#### Document text
——
Before McLAUGHLIN, STALEY and HASTIE, Circuit Judges.
McLAUGHLIN, Circuit Judge.
In this proceeding to review an order of the Federal Power Commission the basic question is whether the Commission is correct in holding that under the Natural Gas Act*fn1 a natural gas company can in effect wipe out a filed rate contract simply by filing an increased rate schedule. Substantially that is what the Commission considers to have happened to petitioner's contract with intervener.
Mobile Gas Service Corporation, the petitioner, is an Alabama distributor of natural gas. It receives its entire supply of that fuel from the intervener, United Gas Pipe Line Company, a Delaware corporation.*fn2 By a 1936 contract between it and United's predecessor and an agreement entered into in 1941 with United itself certain of Mobile's gas for resale industrially was to be supplied by United for 90% of Mobile's gross resale revenues. The contract provided that the gas was not to be resold industrially for less than 16 per MCF (1,000 cubic feet) without United's consent. This agreement as amended by the 1941 contract was to continue in effect until 1962. Both contracts were filed with the Commission and became United's Gas Rate Schedule No. 20 and Supplement to that Schedule No. 7.
In 1946 United agreed with Mobile to a proposed arrangement between Mobile and Ideal Cement Company whereby the latter could be supplied with its industrial gas needs by Mobile for 12 per MCF for a period of ten years provided total deliveries remained between 100,001 and 400,000 MCF per month. In accordance with this United consented to accept the percentage rate of Mobile's sales to Ideal though this would be less than the minimum of 16 per MCF. United also agreed at that time to reduce the price of industrial gas to Mobile from 90% of the latter's gross resale revenues to 80% up to 41,667 MCF per billing month and 90% in excess thereof. Those agreements were filed with the Commission as Supplements No. 9 and No. 10 to United's Rate Schedule No. 20. Mobile then consummated its proposed contract with Ideal Cement Company to supply gas to the latter for ten years at 12 per MCF. The Alabama Public Service Commission approved that contract. Not only United but the Commission recognized the contract as late as July, 1952 when the Commission allowed United to substitute in its filed tariff a flat rate of 10.7 per MCF in place of the percentage rate Mobile had been paying. As United advised Mobile, this substitution was made under the Commission directive to convert from percentage to fixed sum and was almost identical with the amount the Mobile percentage rate actually figured.*fn3
On June 24, 1953, United filed with the Commission proposed increased rates, including a rate of 14.5 per MCF for industrial use gas for Mobile. On July 10, 1953, the Commission ordered a hearing on the lawfulness of those rates, suspended them pending the hearing with the exception of the new Mobile rate, and ordered that hearing to be consolidated with an earlier proceeding investigating all of United's rates. The new rate for Mobile being for industrial use was not subject to suspension under Section 4(e) of the Act. As a result it became operative July 25, 1953. Mobile, on July 16, 1953, attempted to intervene in the consolidated proceeding. On August 4, 1953, it filed a petition with the Commission setting up the above situation and asking the Commission to amend its order of July 10 so that United's new filing in so far as it affected the Ideal contract would be rejected and the 14.5 rate would not be permitted to take effect. In the alternative it requested a hearing on the lawfulness of the filing of that rate and asked that if Mobile was obligated to pay United the increased rate, United be directed to hold those payments subject to refund to Mobile in the event the new rate was ultimately determined to be unlawful. At that stage no action had been taken on Mobile's application to intervene and the new rate had been governing since July 25th. As a consequence Mobile amended its petition and urged the Commission that it be made a separate cause. That prayer was granted as was United's later petition to intervene in the new proceeding. On December 7, 1953 the Commission on the pleadings denied the prayers of Mobile's petition and dismissed it. On February 4, 1954, the Commission refused rehearing to Mobile. This petition for review of the Commission's decision followed.
——
#### Data block

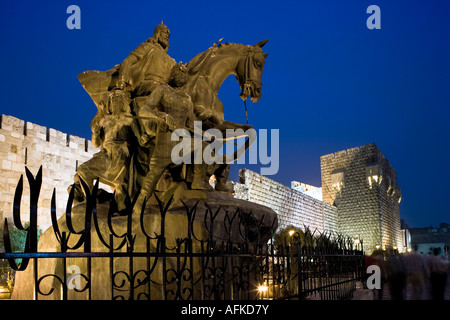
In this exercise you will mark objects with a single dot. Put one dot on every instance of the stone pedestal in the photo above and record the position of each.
(218, 217)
——
#### Requirements
1. Reproduce the court opinion from "In this proceeding" up to and including "contract with intervener.".
2. In the court opinion, on what date did the new industrial rate for Mobile become operative?
The data that comes before this note has no connection to the court opinion.

#### Exercise results
1.
In this proceeding to review an order of the Federal Power Commission the basic question is whether the Commission is correct in holding that under the Natural Gas Act*fn1 a natural gas company can in effect wipe out a filed rate contract simply by filing an increased rate schedule. Substantially that is what the Commission considers to have happened to petitioner's contract with intervener.

2. July 25, 1953